Problem to work on> Copy each of the following records word for word, with no changes.

☆ ☆ ☆ ☆

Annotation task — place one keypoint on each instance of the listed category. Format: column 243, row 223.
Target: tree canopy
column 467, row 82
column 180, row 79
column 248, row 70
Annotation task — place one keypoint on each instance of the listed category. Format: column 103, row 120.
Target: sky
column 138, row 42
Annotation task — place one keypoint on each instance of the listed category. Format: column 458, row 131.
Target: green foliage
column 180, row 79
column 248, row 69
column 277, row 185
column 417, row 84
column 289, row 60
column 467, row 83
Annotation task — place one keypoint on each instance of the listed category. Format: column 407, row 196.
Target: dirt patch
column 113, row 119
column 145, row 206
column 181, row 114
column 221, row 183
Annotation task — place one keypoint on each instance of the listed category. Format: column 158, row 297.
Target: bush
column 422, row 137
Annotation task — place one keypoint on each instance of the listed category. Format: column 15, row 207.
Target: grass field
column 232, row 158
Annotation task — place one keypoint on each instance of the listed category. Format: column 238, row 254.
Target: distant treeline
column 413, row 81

☆ ☆ ☆ ☆

Correct output>
Annotation task — place one keypoint on each instance of the listed category. Format: column 243, row 223.
Target: tree canopy
column 467, row 82
column 180, row 79
column 248, row 70
Annotation task — place one keypoint on each instance of the listed category. Format: column 103, row 120.
Target: sky
column 138, row 42
Annotation task — place one keypoint on each instance of the listed category. Format: column 458, row 131.
Target: green foliage
column 180, row 79
column 248, row 69
column 277, row 185
column 417, row 84
column 289, row 60
column 467, row 83
Annotation task — place one keypoint on each instance of the listed category. Format: column 407, row 196.
Target: dirt patch
column 113, row 119
column 145, row 206
column 181, row 114
column 221, row 183
Annotation task — place one keypoint on each instance of the listed category. Format: column 158, row 297.
Target: bush
column 422, row 137
Annotation task — place one keypoint on each instance of the listed category. Format: column 15, row 207.
Target: grass field
column 232, row 158
Annotation task — place one keypoint on each instance of the listed category. Format: column 238, row 254.
Target: distant treeline
column 413, row 81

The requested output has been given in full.